[Passage provided Boundary: Start]

She was no longer a person to him.
She represented everything he hated most, a drunk, promiscuous woman just like his mother.
Once that thought entered his mind, violence was inevitable.
Cole put his hands around Essie's neck and strangled her to death.
Afterward, he felt a sense of relief and a kind of calm.
Last, after so many failed attempts, his fantasy had become a reality. But in his dreams, he'd never had to worry about what to do with the body.
Realizing he was too drunk to come up with the solution right then, Cole dragged Essie into the trunk of his car.
The following day, he drove out to a remote field and left her body there.
A child riding his bike through the area discovered her a day later and called the police.
Surprisingly, the coroner couldn't determine Essie's cause of death.
It seems she had no visible injuries despite being strangled.
While this might seem inconceivable, it's possible that since she was intoxicated,
Essie didn't struggle.
That meant that Cole might not have left bruises on her neck.
Witnesses had seen Essie leave the bar with Cole, but they didn't know his name,
and the cops couldn't track him down.
With no clear evidence, Essie's case went cold.
Cole was in the clear, and whatever qualms he'd once had about his violent fantasies were now long gone.
A couple of weeks after killing Essie, he met another woman in a bar named Wilma.
Like Essie, Wilma agreed to leave with Cole.
He drove her to a quiet road on the outskirts of town and strangled her to death in his passenger seat.
This time, Cole was determined to make sure the police didn't find any remains.
He buried Wilma's body in the desert near the Mexican.
border. Now that he'd finally given into the impulses he'd been repressing, Cole felt at peace.
Far from being haunted by his actions, he was happier than he'd been in a long time. Now his
only priority was to keep the feeling going. So a week later, he murdered a third woman.
Cole buried her in the desert, close to Wilma. At age 33, he was now a serial killer,
and already gearing up for his fourth murder, until June 19.
1971, when police arrested him for driving under the influence.
He went back to prison for a year.
Undeterred, Cole got back to killing as soon as he was released.
In the spring of 1972, he picked up two women in a bar in San Isidro, just north of the Mexican border.

[Passage provided Boundary: End]

• Activity list
• 1. In the true-crime passage, who found Essie's body?
• 2. Copy the true-crime passage from "This time, Cole" to "the Mexican border.", substituting "tavern" for "bar".

[Supplied data Boundary: Start]

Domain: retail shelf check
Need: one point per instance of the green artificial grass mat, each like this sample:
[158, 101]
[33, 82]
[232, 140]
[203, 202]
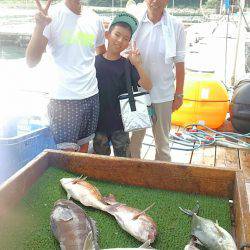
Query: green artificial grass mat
[27, 226]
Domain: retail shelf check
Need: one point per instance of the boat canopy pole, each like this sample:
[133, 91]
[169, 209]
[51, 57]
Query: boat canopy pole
[242, 4]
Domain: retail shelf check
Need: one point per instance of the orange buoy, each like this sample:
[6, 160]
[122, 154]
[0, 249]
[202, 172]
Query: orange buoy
[205, 102]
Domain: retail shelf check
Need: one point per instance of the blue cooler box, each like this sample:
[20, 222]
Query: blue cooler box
[16, 151]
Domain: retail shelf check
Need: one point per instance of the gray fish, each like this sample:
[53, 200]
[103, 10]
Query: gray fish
[134, 221]
[209, 233]
[72, 227]
[81, 190]
[144, 246]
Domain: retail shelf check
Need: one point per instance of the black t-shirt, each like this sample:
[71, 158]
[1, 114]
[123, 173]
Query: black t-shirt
[112, 83]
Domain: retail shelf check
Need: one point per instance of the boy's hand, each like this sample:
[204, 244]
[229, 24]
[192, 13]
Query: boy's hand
[134, 56]
[42, 18]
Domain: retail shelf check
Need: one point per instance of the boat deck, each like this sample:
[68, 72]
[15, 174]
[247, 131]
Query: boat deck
[214, 156]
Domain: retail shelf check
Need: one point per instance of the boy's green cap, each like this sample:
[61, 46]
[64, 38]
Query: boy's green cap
[127, 18]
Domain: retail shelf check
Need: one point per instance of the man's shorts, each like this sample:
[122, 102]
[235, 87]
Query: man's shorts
[120, 142]
[73, 121]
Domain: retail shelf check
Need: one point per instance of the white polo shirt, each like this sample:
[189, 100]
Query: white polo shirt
[72, 40]
[150, 42]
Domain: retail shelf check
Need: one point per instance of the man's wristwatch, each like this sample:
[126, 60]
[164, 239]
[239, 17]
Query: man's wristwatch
[178, 96]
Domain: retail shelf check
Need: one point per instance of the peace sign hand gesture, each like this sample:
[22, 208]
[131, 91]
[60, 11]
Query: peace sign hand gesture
[42, 18]
[134, 56]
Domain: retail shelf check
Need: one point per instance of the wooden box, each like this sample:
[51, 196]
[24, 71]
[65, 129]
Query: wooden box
[221, 182]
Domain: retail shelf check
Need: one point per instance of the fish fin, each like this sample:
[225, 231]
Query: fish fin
[111, 209]
[143, 212]
[146, 244]
[110, 199]
[89, 242]
[186, 211]
[77, 179]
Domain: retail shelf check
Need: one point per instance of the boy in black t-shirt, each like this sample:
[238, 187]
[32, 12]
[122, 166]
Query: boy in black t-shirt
[110, 72]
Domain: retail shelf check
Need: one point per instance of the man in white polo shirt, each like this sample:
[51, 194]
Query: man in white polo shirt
[73, 35]
[161, 41]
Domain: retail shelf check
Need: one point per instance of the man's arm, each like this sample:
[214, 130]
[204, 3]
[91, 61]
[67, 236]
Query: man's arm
[180, 77]
[36, 46]
[100, 49]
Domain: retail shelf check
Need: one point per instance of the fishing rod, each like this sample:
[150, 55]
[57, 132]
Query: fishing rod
[193, 138]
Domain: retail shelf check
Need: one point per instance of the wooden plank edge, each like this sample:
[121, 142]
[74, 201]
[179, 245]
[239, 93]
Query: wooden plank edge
[157, 174]
[14, 188]
[241, 213]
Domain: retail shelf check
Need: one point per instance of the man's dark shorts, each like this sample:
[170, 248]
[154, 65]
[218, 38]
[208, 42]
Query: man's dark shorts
[73, 121]
[120, 142]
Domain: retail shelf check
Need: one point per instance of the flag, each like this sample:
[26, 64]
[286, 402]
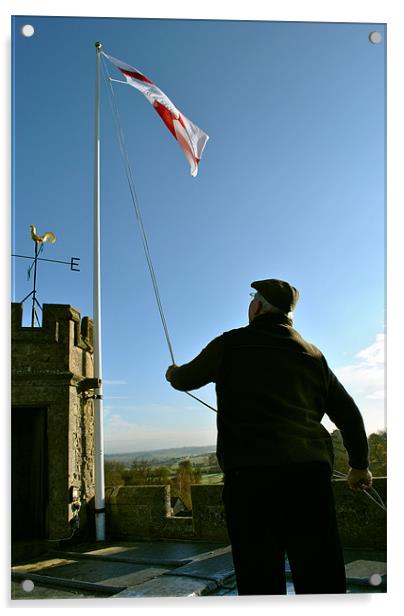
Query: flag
[190, 137]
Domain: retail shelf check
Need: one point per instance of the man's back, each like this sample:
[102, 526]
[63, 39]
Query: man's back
[272, 389]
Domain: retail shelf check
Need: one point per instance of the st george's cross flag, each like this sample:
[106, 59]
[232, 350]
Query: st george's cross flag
[190, 137]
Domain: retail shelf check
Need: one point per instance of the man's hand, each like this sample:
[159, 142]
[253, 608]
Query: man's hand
[169, 372]
[359, 479]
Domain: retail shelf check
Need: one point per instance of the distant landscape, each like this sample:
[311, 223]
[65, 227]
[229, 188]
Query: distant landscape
[160, 455]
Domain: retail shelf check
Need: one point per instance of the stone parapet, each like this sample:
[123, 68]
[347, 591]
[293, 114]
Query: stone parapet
[143, 512]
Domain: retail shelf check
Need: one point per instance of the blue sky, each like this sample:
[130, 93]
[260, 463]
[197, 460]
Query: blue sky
[291, 185]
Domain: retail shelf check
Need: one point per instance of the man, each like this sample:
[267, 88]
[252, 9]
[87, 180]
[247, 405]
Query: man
[273, 388]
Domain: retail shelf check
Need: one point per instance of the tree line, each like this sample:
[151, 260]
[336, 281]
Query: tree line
[144, 474]
[185, 473]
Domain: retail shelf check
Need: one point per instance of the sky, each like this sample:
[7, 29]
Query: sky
[291, 185]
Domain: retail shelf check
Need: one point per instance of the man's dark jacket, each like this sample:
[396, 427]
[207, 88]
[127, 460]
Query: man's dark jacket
[273, 389]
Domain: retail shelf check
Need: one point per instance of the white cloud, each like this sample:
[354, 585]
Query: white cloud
[125, 436]
[366, 377]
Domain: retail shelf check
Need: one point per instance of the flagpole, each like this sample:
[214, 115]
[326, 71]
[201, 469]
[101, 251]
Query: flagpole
[98, 403]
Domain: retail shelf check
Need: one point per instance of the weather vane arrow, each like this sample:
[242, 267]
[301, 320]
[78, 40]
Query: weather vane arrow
[40, 240]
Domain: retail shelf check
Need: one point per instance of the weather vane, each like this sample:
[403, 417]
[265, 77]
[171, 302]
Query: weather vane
[40, 240]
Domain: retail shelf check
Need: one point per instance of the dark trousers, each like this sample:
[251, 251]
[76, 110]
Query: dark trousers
[276, 511]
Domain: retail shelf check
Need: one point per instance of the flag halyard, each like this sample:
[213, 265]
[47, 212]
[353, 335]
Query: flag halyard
[190, 137]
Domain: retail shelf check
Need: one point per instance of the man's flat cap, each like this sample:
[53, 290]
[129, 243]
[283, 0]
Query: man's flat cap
[278, 293]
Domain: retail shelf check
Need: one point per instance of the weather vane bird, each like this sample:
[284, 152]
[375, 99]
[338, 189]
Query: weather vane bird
[41, 239]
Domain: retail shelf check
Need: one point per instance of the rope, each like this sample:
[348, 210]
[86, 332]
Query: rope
[135, 201]
[370, 492]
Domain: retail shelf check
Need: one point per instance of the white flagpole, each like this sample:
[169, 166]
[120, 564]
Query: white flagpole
[98, 405]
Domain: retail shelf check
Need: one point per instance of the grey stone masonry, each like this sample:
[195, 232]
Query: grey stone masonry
[48, 366]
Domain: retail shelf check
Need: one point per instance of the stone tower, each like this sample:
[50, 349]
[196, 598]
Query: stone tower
[52, 425]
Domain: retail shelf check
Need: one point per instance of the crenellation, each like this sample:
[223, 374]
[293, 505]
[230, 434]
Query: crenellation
[49, 363]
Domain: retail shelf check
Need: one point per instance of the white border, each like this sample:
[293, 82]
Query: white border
[383, 11]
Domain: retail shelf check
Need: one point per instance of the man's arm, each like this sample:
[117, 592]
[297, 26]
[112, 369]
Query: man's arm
[342, 410]
[203, 369]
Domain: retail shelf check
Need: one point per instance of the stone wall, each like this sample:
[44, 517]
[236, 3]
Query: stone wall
[48, 365]
[142, 512]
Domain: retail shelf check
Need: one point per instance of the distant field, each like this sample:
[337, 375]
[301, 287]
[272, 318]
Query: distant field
[167, 456]
[212, 479]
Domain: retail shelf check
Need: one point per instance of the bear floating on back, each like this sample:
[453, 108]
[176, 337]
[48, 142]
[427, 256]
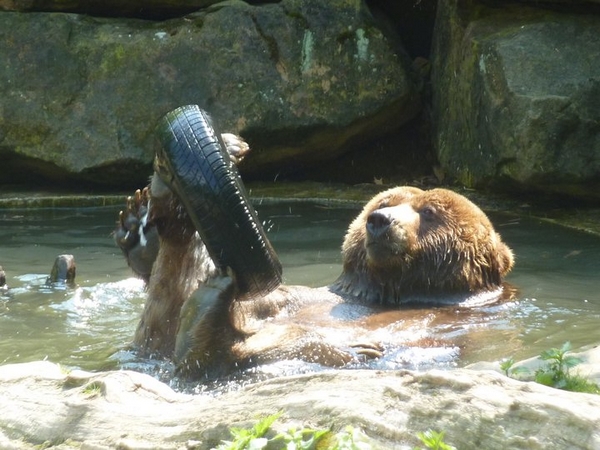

[Supplied data Boundary: End]

• Exercise solutions
• 1. A child riding his bike through the area.

• 2.
This time, Cole was determined to make sure the police didn't find any remains.
He buried Wilma's body in the desert near the Mexican.
border. Now that he'd finally given into the impulses he'd been repressing, Cole felt at peace.
Far from being haunted by his actions, he was happier than he'd been in a long time. Now his
only priority was to keep the feeling going. So a week later, he murdered a third woman.
Cole buried her in the desert, close to Wilma. At age 33, he was now a serial killer,
and already gearing up for his fourth murder, until June 19.
1971, when police arrested him for driving under the influence.
He went back to prison for a year.
Undeterred, Cole got back to killing as soon as he was released.
In the spring of 1972, he picked up two women in a tavern in San Isidro, just north of the Mexican border.